For every line below that includes the word "gold", add one; report the final number and nothing else.

--- DATA TO PROCESS ---

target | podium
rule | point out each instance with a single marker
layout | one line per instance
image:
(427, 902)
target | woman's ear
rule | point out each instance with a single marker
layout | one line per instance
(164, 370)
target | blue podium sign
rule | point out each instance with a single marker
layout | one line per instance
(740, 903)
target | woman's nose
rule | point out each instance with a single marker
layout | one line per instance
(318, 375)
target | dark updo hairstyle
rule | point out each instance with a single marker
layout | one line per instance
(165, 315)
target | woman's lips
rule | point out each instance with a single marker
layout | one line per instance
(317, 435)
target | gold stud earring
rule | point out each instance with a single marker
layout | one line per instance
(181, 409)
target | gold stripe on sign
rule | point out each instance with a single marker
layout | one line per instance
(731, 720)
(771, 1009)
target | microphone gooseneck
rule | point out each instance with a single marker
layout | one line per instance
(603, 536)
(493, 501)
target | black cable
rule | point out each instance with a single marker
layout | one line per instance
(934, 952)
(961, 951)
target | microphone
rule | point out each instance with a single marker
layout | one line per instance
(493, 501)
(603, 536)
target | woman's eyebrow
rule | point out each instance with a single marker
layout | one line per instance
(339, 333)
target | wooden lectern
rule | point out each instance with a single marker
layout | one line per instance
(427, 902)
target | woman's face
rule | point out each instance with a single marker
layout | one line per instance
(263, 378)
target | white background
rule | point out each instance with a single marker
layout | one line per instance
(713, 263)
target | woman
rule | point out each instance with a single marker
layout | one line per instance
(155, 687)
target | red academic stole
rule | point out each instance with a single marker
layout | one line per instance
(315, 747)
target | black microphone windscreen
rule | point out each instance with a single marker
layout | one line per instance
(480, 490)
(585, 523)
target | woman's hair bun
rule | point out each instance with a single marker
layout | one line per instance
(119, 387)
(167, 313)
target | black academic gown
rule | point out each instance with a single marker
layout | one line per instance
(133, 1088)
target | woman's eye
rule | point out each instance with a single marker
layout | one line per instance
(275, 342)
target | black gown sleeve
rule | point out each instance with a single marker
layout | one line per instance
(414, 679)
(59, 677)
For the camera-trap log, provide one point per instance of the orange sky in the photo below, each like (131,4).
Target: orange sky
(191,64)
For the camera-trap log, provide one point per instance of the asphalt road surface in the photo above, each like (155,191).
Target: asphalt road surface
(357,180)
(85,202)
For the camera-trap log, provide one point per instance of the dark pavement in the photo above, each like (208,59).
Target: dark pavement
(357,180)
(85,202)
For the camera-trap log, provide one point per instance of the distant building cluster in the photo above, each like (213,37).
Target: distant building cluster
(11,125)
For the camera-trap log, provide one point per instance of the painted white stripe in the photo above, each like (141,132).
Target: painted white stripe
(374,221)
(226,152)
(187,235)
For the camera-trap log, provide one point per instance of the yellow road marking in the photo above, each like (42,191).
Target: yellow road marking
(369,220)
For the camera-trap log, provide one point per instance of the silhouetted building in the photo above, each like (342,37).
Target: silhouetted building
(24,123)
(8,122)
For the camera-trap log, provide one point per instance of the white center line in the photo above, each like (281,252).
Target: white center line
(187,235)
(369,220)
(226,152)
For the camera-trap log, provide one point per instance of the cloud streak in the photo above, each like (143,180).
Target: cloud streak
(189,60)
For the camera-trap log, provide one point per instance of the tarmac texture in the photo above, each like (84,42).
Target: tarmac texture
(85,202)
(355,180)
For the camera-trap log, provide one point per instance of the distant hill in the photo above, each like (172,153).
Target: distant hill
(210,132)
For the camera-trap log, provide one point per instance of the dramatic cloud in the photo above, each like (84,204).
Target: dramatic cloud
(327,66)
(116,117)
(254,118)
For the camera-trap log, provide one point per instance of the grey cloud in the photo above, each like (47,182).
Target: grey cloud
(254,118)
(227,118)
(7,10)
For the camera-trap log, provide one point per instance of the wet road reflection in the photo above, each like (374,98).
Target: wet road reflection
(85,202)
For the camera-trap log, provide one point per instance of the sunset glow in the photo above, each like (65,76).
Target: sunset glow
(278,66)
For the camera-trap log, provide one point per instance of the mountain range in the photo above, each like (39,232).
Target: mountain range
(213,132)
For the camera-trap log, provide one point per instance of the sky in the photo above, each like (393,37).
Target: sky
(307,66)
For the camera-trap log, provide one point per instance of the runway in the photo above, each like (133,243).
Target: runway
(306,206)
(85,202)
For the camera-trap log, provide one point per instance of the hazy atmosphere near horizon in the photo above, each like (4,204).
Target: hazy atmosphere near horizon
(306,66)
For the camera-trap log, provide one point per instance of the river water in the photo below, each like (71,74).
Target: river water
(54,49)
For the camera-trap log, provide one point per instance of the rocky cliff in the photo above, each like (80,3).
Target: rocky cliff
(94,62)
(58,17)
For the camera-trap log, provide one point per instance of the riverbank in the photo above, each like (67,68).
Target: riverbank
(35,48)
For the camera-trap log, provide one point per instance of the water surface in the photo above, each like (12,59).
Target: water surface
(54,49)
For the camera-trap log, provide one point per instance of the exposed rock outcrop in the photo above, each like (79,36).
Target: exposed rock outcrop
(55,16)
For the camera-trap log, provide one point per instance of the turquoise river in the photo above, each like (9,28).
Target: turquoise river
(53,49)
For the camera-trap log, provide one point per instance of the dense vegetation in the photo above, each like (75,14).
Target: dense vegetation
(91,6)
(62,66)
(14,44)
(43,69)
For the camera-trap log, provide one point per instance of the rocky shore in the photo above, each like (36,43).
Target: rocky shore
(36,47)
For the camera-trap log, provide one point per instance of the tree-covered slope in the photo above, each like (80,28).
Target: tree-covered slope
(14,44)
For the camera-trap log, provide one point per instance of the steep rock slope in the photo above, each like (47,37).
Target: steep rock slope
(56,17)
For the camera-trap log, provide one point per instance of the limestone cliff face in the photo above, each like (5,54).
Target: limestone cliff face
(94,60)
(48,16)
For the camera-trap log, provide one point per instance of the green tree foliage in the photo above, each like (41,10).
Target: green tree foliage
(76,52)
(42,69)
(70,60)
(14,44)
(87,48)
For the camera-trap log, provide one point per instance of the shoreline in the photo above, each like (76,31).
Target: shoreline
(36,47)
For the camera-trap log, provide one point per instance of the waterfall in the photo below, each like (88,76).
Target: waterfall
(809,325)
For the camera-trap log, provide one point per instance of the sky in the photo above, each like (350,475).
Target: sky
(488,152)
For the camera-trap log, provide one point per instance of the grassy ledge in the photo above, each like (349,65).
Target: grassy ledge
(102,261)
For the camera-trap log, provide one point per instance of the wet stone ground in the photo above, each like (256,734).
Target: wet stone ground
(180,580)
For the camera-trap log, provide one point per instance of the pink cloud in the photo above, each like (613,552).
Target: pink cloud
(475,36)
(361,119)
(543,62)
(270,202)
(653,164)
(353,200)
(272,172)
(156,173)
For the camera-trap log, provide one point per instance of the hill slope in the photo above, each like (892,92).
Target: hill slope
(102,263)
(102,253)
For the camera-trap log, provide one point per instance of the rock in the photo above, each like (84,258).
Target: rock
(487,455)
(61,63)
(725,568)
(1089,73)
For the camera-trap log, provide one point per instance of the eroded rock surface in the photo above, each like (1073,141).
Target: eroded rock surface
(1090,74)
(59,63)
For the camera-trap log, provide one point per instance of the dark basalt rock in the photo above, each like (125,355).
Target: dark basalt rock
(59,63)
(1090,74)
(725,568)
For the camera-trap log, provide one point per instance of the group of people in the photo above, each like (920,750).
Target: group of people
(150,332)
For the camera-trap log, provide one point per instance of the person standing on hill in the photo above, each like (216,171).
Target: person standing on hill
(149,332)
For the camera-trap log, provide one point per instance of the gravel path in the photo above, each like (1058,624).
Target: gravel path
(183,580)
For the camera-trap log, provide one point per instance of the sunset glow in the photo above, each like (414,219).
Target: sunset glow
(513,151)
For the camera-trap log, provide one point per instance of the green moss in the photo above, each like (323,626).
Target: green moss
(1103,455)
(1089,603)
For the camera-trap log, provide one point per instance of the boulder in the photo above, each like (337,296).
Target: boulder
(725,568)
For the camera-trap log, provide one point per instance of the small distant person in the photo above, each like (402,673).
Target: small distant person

---

(RESPONSE TO THIS EXERCISE) 2